TASKS AND EXERCISES:
• A. Answer these questions about the sync tasks guide, one answer per line, marked like the questions:
(i) What is the default value of the recursive setting?
(ii) Which region_name is given for the destination in the S3 to S3 setup?
(iii) What pattern does the Local to S3 setup use?
• B. Update the sync tasks guide between "Required Properties" and "recursively (default: false)", inclusive, replacing "Destination storage path" with "Target storage path".
• C. Go on with the sync tasks guide from the point where its text stops.

EXTRACT TO READ:

☆ ☆ ☆

Skip to main content

Sync Tasks

A comprehensive guide to using sync tasks in Qarion ETL flows to synchronize files and data between different storage locations.

Overview

Sync tasks allow you to synchronize files and data between different storage locations (S3 buckets, local filesystem, FTP, SFTP, etc.) using the connector system. This enables data replication, backup, and distribution across multiple storage backends.

Quick Start

Basic S3 to S3 Sync

[[tasks]]
id = "sync_s3_buckets"
type = "sync"
name = "Sync S3 Buckets"
description = "Sync data from source bucket to destination bucket"

[tasks.properties]
source_path = "s3://source-bucket/data/"
destination_path = "s3://destination-bucket/data/"
recursive = true

Sync with Pattern Matching

[[tasks]]
id = "sync_csv_files"
type = "sync"
name = "Sync CSV Files"

[tasks.properties]
source_path = "s3://bucket1/data/"
destination_path = "s3://bucket2/data/"
pattern = "*.csv"
recursive = true
overwrite = true

Configuration

Required Properties

  • source_path: Source storage path (e.g., s3://bucket1/path/, /local/path/, ftp://server/path/)
  • destination_path: Destination storage path (e.g., s3://bucket2/path/, /local/path/)

Optional Properties

  • pattern: File pattern to match (e.g., "*.csv", "data_*.parquet", "*.{csv,json}")
  • recursive: Whether to sync recursively (default: false)
  • overwrite: Whether to overwrite existing files (default: true)
  • sync_config: Additional configuration for source and destination connectors

Storage Backends

Sync tasks support all connector types:

S3 to S3

[[tasks]]
id = "s3_sync"
type = "sync"

[tasks.properties]
source_path = "s3://source-bucket/data/"
destination_path = "s3://dest-bucket/data/"
recursive = true

[tasks.properties.sync_config]
source_config = {
aws_access_key_id = "${credential:aws_access_key}"
aws_secret_access_key = "${credential:aws_secret_key}"
region_name = "us-east-1"
}
destination_config = {
aws_access_key_id = "${credential:aws_access_key_2}"
aws_secret_access_key = "${credential:aws_secret_key_2}"
region_name = "us-west-2"
}

Local to S3

[[tasks]]
id = "local_to_s3"
type = "sync"

[tasks.properties]
source_path = "/local/data/"
destination_path = "s3://backup-bucket/data/"
recursive = true
pattern = "*.parquet"

[tasks.properties.sync_config]
destination_config = {
aws_access_key_id = "${credential:aws_access_key}"
aws_secret_access_key = "${credential:aws_secret_key}"

☆ ☆ ☆

SUPPLIED MATERIAL:
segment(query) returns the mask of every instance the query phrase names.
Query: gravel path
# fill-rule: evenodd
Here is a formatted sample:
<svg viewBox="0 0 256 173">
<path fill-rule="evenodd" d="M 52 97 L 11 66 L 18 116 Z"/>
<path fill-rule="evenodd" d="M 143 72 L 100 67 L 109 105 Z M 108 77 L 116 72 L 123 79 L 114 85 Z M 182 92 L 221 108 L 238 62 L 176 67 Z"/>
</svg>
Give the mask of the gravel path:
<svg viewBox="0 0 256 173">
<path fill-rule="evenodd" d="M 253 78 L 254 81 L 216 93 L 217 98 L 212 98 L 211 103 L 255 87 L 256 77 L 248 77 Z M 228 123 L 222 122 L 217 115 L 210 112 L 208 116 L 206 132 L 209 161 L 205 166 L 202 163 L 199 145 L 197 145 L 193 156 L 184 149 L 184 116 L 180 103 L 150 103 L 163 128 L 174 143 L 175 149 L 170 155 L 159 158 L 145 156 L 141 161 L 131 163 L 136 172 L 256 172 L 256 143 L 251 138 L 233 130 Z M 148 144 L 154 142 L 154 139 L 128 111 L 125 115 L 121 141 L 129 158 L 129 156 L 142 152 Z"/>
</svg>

☆ ☆ ☆

REPLIES:
• A.
(i) false
(ii) us-west-2
(iii) *.parquet

• B.
Required Properties

  • source_path: Source storage path (e.g., s3://bucket1/path/, /local/path/, ftp://server/path/)
  • destination_path: Target storage path (e.g., s3://bucket2/path/, /local/path/)

Optional Properties

  • pattern: File pattern to match (e.g., "*.csv", "data_*.parquet", "*.{csv,json}")
  • recursive: Whether to sync recursively (default: false)

• C.
}

S3 to Local

[[tasks]]
id = "s3_to_local"
type = "sync"

[tasks.properties]
source_path = "s3://source-bucket/data/"
destination_path = "/local/backup/"
recursive = true

[tasks.properties.sync_config]
source_config = {
aws_access_key_id = "${credential:aws_access_key}"
aws_secret_access_key = "${credential:aws_secret_key}"
}

FTP/SFTP Sync

[[tasks]]
id = "ftp_sync"
type = "sync"

[tasks.properties]
source_path = "ftp://ftp.example.com/data/"
destination_path = "s3://backup-bucket/data/"
recursive = true

[tasks.properties.sync_config]
source_config = {
host = "ftp.example.com"
username = "${credential:ftp_username}"
password = "${credential:ftp_password}"
port = 21
}
destination_config = {
aws_access_key_id = "${credential:aws_access_key}"
aws_secret_access_key = "${credential:aws_secret_key}"
}

Cross-Region S3 Sync

[[tasks]]
id = "cross_region_sync"
type = "sync"

[tasks.properties]
source_path = "s3://us-east-1-bucket/data/"
destination_path = "s3://eu-west-1-bucket/data/"
recursive = true

[tasks.properties.sync_config]
source_config = {
region_name = "us-east-1"
aws_access_key_id = "${credential:aws_access_key}"
aws_secret_access_key = "${credential:aws_secret_key}"
}
destination_config = {
region_name = "eu-west-1"
aws_access_key_id = "${credential:aws_access_key}"
aws_secret_access_key = "${credential:aws_secret_key}"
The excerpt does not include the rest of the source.